> [DATA SHOWN]
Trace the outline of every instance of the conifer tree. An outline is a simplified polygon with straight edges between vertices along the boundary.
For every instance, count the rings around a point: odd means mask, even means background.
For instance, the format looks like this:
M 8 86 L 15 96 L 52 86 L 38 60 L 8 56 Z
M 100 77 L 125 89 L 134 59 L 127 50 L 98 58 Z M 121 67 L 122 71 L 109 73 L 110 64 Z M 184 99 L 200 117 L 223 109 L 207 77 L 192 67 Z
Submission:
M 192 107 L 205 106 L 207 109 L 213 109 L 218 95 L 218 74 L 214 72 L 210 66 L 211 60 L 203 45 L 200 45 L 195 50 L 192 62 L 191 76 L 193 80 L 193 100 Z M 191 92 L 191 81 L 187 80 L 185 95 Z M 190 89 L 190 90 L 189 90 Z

> [WHAT IS REQUIRED]
Return every line of the records above unchanged and in the same order.

> [ANSWER TO THE EXERCISE]
Trace the outline of every instance of the conifer tree. An outline is a simplified polygon with straight edges between vertices along the boundary.
For every instance, count the rings around a point: odd means mask, even means background.
For instance, the format looks like this:
M 8 86 L 15 96 L 52 86 L 38 60 L 8 56 Z
M 100 77 L 125 89 L 134 59 L 127 50 L 98 58 Z M 121 67 L 122 71 L 109 73 L 110 64 Z M 184 99 L 200 117 L 223 109 L 207 77 L 192 67 Z
Submission:
M 192 107 L 205 106 L 207 109 L 213 109 L 218 95 L 218 74 L 214 72 L 210 66 L 211 60 L 203 45 L 200 45 L 195 50 L 192 62 L 191 76 L 193 80 L 193 100 Z M 191 92 L 191 81 L 187 80 L 185 95 Z M 190 89 L 190 90 L 189 90 Z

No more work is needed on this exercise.